* _Short problem_
Each line from the one that contains "[point] every instance of the tv" to the end of the material must be quoted exactly; include both end lines and nothing else.

* _Exercise inputs_

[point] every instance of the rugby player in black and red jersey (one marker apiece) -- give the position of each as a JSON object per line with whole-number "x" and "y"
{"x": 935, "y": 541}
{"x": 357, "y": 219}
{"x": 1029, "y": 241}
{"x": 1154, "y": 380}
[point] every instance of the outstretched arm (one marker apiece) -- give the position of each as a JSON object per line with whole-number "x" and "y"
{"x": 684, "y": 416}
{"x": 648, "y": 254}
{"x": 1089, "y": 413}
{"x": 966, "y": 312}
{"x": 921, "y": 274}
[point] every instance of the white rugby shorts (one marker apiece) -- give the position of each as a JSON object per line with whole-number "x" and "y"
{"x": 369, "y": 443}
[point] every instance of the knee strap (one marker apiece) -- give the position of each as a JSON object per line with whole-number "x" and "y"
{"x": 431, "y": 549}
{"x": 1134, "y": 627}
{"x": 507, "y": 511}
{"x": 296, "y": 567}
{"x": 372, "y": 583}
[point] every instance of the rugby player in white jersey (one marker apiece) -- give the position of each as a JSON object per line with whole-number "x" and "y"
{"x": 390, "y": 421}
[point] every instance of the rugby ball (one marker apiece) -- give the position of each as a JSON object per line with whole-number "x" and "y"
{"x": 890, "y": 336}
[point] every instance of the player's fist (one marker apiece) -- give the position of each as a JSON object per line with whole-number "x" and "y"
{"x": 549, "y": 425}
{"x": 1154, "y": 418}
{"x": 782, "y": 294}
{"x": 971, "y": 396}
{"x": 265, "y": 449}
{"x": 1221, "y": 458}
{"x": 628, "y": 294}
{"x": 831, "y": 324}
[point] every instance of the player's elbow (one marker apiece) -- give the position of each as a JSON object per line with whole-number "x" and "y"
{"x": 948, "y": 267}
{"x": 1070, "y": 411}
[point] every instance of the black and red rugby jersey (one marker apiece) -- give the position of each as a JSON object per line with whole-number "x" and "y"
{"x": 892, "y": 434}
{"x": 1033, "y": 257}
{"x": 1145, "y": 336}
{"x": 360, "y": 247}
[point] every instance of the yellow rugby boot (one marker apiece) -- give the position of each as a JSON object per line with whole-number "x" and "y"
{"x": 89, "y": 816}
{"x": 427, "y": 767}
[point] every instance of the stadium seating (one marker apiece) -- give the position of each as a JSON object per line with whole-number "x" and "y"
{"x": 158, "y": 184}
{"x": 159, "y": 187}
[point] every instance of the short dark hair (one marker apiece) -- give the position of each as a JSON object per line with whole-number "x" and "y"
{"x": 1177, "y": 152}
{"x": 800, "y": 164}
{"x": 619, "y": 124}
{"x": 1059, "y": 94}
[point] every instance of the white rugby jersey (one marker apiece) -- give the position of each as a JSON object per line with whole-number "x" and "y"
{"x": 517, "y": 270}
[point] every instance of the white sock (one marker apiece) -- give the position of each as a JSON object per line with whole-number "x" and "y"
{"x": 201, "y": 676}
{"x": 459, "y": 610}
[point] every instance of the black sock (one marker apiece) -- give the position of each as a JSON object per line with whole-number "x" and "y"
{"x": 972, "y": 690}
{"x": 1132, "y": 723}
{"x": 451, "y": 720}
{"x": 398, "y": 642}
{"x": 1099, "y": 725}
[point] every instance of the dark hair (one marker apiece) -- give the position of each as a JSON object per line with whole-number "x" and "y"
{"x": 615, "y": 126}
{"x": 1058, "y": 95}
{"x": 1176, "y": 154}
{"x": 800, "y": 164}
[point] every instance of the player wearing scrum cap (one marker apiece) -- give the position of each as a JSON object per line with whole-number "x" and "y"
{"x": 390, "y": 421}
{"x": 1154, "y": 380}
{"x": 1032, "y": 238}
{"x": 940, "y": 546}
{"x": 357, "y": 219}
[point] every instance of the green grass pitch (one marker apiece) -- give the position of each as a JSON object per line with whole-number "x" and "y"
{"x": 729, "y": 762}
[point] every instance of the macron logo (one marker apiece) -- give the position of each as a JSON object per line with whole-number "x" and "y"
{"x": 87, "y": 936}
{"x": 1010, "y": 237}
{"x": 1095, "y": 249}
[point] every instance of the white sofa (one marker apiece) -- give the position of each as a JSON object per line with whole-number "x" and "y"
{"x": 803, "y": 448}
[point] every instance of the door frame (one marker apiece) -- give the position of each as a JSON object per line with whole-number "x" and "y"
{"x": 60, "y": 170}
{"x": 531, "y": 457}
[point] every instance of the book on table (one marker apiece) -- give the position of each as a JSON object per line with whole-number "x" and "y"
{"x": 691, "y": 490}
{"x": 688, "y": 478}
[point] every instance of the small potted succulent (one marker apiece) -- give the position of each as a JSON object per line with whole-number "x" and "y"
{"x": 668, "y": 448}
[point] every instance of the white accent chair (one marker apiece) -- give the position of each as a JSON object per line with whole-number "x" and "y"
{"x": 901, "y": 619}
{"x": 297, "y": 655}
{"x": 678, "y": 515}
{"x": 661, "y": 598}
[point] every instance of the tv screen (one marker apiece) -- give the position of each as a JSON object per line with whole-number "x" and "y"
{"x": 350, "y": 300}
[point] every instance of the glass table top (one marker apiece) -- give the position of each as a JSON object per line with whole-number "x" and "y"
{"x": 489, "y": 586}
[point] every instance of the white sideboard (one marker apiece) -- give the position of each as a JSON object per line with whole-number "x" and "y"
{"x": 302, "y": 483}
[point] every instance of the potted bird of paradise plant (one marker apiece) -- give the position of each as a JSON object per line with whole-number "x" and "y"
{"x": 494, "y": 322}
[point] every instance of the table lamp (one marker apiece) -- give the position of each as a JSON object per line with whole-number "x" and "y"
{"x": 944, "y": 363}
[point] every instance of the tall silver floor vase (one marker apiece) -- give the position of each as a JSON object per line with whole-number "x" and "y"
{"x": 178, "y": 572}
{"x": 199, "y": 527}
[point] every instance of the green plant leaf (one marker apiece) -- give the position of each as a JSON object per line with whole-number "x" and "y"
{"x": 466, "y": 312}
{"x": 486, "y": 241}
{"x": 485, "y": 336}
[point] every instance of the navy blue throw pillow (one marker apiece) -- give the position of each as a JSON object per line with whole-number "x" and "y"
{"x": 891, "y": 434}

* _Exercise result_
[point] every instance of the tv screen (one marker apiece) -- give the position of each as a JSON object per line with whole-number "x" and "y"
{"x": 350, "y": 300}
[point] every instance of the glass table top (one marker apiece) -- give the position of each as a JSON object per line with whole-number "x" and "y"
{"x": 489, "y": 586}
[point] every instance of the white sideboard (one marker apiece) -- give the position of each as a JSON object per line with whole-number "x" and "y"
{"x": 302, "y": 483}
[point] every instance of the potted bird of paradise plant (one marker apiece) -- give the position of each as a JSON object per line with whole-number "x" and "y"
{"x": 494, "y": 322}
[point] every instance of the table lamp (one marker apiece) -- give the position of each as a JSON object per line with whole-number "x" and "y"
{"x": 944, "y": 363}
[point] every instance of the tall silver floor vase (one marker apiece) -- give the position of each as a JSON object per line with whole-number "x" and "y"
{"x": 178, "y": 572}
{"x": 199, "y": 527}
[point] every instance of the green plant leaf (one marker apiece) -- give the position of each as a JSON object per line with whole-number "x" and "y"
{"x": 466, "y": 312}
{"x": 486, "y": 241}
{"x": 485, "y": 336}
[point] every instance of the navy blue throw pillow (one marker apiece) -- give the position of each as a JSON object per line with whole-number "x" and "y"
{"x": 891, "y": 434}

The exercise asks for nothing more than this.